**EXERCISE:** Rewrite the listing below with every "even-odd" changed to "nonzero" and nothing else altered, omitting the pictures.
========
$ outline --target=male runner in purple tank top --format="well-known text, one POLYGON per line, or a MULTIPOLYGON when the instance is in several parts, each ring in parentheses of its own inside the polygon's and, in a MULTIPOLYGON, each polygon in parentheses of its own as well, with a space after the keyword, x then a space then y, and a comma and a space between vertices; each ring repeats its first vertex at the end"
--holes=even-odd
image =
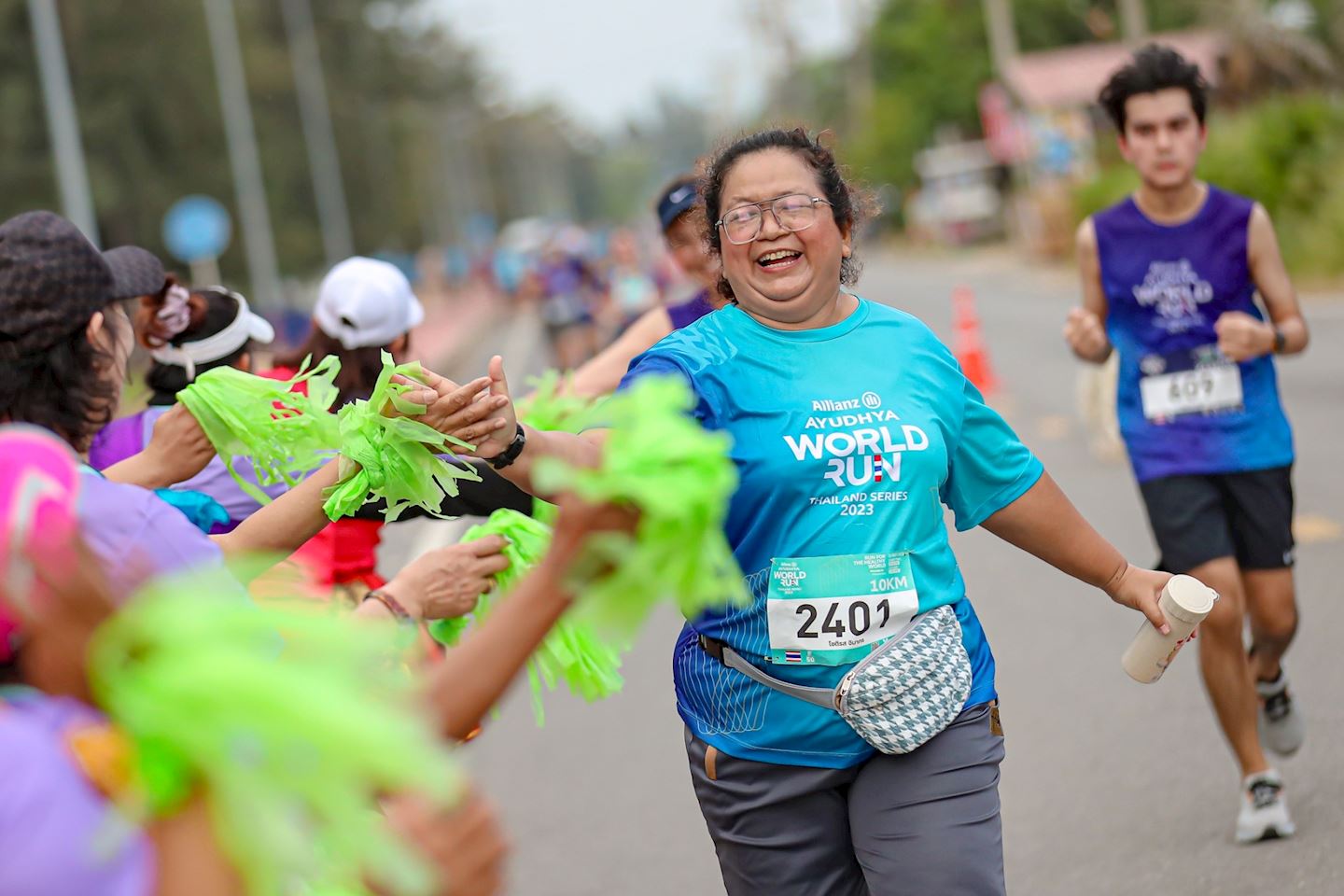
POLYGON ((1284 782, 1265 758, 1302 742, 1279 665, 1297 629, 1293 434, 1271 356, 1306 348, 1306 324, 1265 208, 1195 179, 1207 134, 1199 67, 1149 46, 1101 103, 1141 185, 1079 227, 1083 305, 1064 337, 1094 364, 1118 351, 1121 434, 1163 568, 1222 595, 1199 658, 1241 766, 1236 841, 1288 837, 1284 782))

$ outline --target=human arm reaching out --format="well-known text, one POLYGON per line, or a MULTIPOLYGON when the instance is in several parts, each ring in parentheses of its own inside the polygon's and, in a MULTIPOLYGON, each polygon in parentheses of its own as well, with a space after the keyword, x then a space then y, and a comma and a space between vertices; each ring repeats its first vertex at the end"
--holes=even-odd
POLYGON ((1106 293, 1101 286, 1101 255, 1091 218, 1078 227, 1077 251, 1083 304, 1068 312, 1064 341, 1079 359, 1090 364, 1105 364, 1111 345, 1106 337, 1106 293))
POLYGON ((1251 279, 1269 309, 1269 321, 1262 321, 1246 312, 1224 312, 1214 322, 1218 333, 1218 348, 1234 361, 1249 361, 1261 355, 1297 355, 1306 348, 1310 333, 1302 310, 1297 304, 1297 292, 1284 266, 1284 255, 1278 250, 1274 223, 1259 203, 1251 210, 1246 234, 1246 262, 1251 269, 1251 279), (1282 336, 1282 345, 1278 344, 1282 336))
POLYGON ((215 446, 206 438, 196 418, 181 404, 175 404, 155 420, 149 445, 138 454, 113 463, 102 474, 113 482, 167 489, 200 473, 212 457, 215 446))
POLYGON ((672 318, 668 317, 665 308, 645 312, 614 343, 574 371, 566 391, 585 398, 599 398, 614 392, 630 361, 653 348, 671 332, 672 318))
MULTIPOLYGON (((418 419, 439 433, 476 446, 473 453, 491 459, 504 453, 517 433, 517 412, 504 376, 504 359, 491 359, 489 375, 466 387, 456 387, 450 380, 430 373, 425 377, 426 392, 407 394, 406 398, 427 408, 418 419), (477 387, 477 384, 480 384, 477 387), (476 391, 472 391, 473 387, 476 391)), ((528 494, 536 494, 532 469, 538 458, 556 457, 571 466, 597 466, 602 455, 605 433, 601 430, 575 435, 524 427, 527 446, 509 466, 499 473, 528 494)), ((547 497, 547 496, 540 496, 547 497)))
POLYGON ((1060 572, 1101 588, 1116 603, 1138 610, 1163 634, 1169 631, 1157 598, 1171 575, 1128 563, 1083 519, 1048 473, 1042 473, 1020 498, 982 525, 1060 572))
========
**SOLUTION FOR THIS EXERCISE:**
$ outline --target=male runner in purple tank top --format="well-known text, one POLYGON per line, or a MULTIPOLYGON when the instance is in several parts, each ring in parentheses of its own inside the polygon's and, in a MULTIPOLYGON, each polygon in parentheses of its own as well, with a space after the keyword, x then a space then y, and a comma and a space between vertices; each ring repeats its first vertex at the end"
--holes=nonzero
image =
POLYGON ((1284 782, 1265 758, 1302 742, 1279 665, 1297 629, 1293 434, 1271 356, 1306 348, 1306 324, 1265 208, 1195 179, 1207 134, 1199 67, 1149 46, 1101 103, 1141 185, 1079 227, 1083 305, 1064 337, 1094 364, 1118 351, 1121 434, 1163 568, 1222 595, 1199 658, 1241 766, 1236 841, 1288 837, 1284 782))

$ outline --target=human arm reaching out --format="well-known text, one POLYGON per line, or a MULTIPOLYGON when the instance is in several parts, each ring in parentheses of its own inside the polygon's and, in a MULTIPOLYGON, each polygon in parentheses of its own as well, with a space after the keyword, x then a space then y, and a comma and a space between vertices; each ring repeats its first vertex at the end"
--holes=nonzero
POLYGON ((1106 293, 1101 286, 1101 255, 1091 218, 1078 227, 1077 251, 1083 304, 1068 312, 1064 341, 1079 359, 1090 364, 1105 364, 1111 345, 1106 337, 1106 293))
POLYGON ((1251 279, 1269 309, 1269 321, 1262 321, 1246 312, 1224 312, 1214 322, 1218 333, 1218 348, 1234 361, 1249 361, 1261 355, 1297 355, 1306 348, 1310 333, 1302 310, 1297 304, 1297 292, 1284 266, 1284 255, 1278 250, 1274 223, 1259 203, 1251 210, 1246 234, 1246 262, 1251 269, 1251 279), (1282 336, 1282 345, 1278 344, 1282 336))
POLYGON ((215 446, 206 438, 196 418, 181 404, 175 404, 155 420, 149 445, 138 454, 113 463, 102 474, 113 482, 167 489, 200 473, 212 457, 215 446))
POLYGON ((672 318, 668 317, 665 308, 645 312, 614 343, 574 371, 566 391, 585 398, 599 398, 614 392, 630 361, 653 348, 671 332, 672 318))
MULTIPOLYGON (((418 419, 439 433, 476 446, 473 453, 491 459, 504 453, 517 433, 517 412, 504 376, 504 359, 491 359, 489 375, 466 387, 456 387, 450 380, 430 373, 425 377, 426 392, 407 394, 406 398, 427 408, 418 419), (477 387, 477 384, 480 384, 477 387), (476 391, 472 391, 473 387, 476 391)), ((528 494, 536 494, 532 469, 538 458, 556 457, 571 466, 597 466, 602 455, 605 433, 601 430, 575 435, 524 427, 527 446, 509 466, 499 473, 528 494)), ((547 497, 547 496, 540 496, 547 497)))
POLYGON ((1060 572, 1101 588, 1116 603, 1138 610, 1163 634, 1169 631, 1157 598, 1171 575, 1128 563, 1083 519, 1048 473, 1042 473, 1020 498, 982 525, 1060 572))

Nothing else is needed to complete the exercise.